*Exercise*
Write out the entries below exactly. End with the line that contains "Target = gabled roof".

*Listed records*
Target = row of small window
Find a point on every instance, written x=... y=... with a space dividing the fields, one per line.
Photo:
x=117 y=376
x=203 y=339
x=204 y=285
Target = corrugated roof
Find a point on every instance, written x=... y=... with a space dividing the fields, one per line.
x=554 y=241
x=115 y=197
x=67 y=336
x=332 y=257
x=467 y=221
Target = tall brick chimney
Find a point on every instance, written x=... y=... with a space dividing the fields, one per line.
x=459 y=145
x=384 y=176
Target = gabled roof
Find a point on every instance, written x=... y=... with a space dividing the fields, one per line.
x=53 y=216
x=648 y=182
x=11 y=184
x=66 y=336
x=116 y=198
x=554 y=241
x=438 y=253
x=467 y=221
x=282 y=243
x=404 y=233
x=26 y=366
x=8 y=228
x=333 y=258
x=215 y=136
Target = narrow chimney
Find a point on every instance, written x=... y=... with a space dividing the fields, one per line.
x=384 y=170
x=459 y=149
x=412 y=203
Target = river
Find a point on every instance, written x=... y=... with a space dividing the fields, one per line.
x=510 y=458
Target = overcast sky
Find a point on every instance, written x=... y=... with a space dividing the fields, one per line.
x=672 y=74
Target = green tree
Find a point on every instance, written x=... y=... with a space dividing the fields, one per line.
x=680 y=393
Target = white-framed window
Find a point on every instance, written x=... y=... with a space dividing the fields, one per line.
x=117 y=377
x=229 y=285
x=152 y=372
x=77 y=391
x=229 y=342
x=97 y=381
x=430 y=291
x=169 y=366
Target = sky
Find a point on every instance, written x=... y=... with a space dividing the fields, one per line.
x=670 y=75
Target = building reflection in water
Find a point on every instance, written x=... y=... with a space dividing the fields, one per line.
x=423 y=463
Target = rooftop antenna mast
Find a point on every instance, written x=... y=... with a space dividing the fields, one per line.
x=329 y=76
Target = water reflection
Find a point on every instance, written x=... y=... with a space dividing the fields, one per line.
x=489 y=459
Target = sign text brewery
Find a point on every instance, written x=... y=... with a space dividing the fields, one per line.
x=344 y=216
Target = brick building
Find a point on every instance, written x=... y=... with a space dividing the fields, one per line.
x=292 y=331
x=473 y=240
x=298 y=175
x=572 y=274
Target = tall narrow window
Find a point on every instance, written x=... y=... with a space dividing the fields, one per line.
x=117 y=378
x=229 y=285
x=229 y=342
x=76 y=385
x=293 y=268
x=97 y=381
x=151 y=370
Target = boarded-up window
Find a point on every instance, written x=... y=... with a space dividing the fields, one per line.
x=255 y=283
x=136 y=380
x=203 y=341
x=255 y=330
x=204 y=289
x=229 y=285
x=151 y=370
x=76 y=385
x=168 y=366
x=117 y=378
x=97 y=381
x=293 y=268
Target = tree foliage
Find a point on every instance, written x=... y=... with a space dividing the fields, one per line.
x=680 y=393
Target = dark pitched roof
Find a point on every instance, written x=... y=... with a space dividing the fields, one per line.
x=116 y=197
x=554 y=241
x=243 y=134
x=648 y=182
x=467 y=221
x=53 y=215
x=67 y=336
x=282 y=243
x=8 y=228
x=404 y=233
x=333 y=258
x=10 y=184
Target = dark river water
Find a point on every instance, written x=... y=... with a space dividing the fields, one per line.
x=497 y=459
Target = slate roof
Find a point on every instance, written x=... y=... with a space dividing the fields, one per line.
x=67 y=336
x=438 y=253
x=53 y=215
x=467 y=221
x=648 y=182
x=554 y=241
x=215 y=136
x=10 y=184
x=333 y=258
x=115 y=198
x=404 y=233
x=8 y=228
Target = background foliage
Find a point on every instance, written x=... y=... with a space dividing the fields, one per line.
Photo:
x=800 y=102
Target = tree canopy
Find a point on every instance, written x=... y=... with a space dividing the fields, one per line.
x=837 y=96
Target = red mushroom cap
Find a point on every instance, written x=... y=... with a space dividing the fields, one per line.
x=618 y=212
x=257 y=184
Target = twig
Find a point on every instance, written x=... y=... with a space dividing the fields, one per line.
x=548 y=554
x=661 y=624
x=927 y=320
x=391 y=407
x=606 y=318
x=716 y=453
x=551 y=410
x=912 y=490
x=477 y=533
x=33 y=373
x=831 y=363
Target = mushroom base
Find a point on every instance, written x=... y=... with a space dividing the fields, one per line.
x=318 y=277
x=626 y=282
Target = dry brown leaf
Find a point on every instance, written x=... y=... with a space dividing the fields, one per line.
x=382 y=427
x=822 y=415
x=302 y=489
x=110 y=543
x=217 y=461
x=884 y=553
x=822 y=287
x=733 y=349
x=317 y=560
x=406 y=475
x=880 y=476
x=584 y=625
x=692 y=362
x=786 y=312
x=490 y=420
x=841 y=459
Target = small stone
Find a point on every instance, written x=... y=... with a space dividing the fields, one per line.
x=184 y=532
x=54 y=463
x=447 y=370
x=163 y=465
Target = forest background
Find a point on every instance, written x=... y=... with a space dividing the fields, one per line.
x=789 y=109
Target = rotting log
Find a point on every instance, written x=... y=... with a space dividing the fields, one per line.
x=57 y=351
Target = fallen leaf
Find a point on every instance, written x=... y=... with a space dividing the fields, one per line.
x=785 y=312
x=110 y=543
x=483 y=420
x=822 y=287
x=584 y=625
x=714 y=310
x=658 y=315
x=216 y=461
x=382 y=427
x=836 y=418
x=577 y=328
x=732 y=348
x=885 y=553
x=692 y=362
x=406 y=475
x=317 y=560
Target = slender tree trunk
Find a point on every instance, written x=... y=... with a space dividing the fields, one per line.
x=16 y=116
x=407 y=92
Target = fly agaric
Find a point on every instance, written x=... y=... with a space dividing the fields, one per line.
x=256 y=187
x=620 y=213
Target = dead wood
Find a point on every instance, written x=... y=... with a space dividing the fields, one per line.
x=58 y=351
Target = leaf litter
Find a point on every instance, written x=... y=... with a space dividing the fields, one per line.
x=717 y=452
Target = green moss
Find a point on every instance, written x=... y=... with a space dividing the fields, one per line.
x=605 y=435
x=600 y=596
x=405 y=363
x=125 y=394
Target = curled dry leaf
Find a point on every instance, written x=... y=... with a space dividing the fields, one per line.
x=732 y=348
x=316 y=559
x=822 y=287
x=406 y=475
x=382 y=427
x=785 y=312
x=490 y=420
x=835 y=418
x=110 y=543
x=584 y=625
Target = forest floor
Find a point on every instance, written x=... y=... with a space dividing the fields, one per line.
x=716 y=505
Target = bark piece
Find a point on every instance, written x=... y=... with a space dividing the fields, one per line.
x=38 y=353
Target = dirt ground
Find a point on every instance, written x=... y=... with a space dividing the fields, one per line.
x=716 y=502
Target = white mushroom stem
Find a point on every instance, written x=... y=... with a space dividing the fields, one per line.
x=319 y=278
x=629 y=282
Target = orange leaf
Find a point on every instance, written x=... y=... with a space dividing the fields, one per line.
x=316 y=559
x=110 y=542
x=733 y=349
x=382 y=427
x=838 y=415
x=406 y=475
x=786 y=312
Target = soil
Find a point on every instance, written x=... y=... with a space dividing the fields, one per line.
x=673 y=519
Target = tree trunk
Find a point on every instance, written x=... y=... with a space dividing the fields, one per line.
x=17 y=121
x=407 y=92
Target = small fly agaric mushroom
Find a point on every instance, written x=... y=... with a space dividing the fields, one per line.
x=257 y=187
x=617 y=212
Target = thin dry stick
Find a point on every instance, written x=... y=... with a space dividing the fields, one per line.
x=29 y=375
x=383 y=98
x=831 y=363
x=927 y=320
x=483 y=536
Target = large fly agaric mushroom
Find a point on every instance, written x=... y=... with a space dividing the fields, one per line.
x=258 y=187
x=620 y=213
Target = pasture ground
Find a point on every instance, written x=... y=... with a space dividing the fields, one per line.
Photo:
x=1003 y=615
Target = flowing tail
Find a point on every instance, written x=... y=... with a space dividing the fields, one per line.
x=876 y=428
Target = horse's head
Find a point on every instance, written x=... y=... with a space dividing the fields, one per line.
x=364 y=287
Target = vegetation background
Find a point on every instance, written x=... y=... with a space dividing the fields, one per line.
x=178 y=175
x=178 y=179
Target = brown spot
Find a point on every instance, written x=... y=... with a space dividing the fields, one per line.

*Answer space*
Target = row of small window
Find a point on every instance, written x=... y=... with a space dividing the fields, one per line.
Photo:
x=117 y=376
x=203 y=339
x=204 y=285
Target = corrugated roof
Find a point on every instance, written x=... y=... with a space dividing the fields, one per line.
x=554 y=241
x=115 y=197
x=67 y=336
x=332 y=257
x=467 y=221
Target = tall brick chimney
Find a point on every instance, written x=... y=... with a space dividing the fields, one per line.
x=459 y=145
x=384 y=176
Target = gabled roof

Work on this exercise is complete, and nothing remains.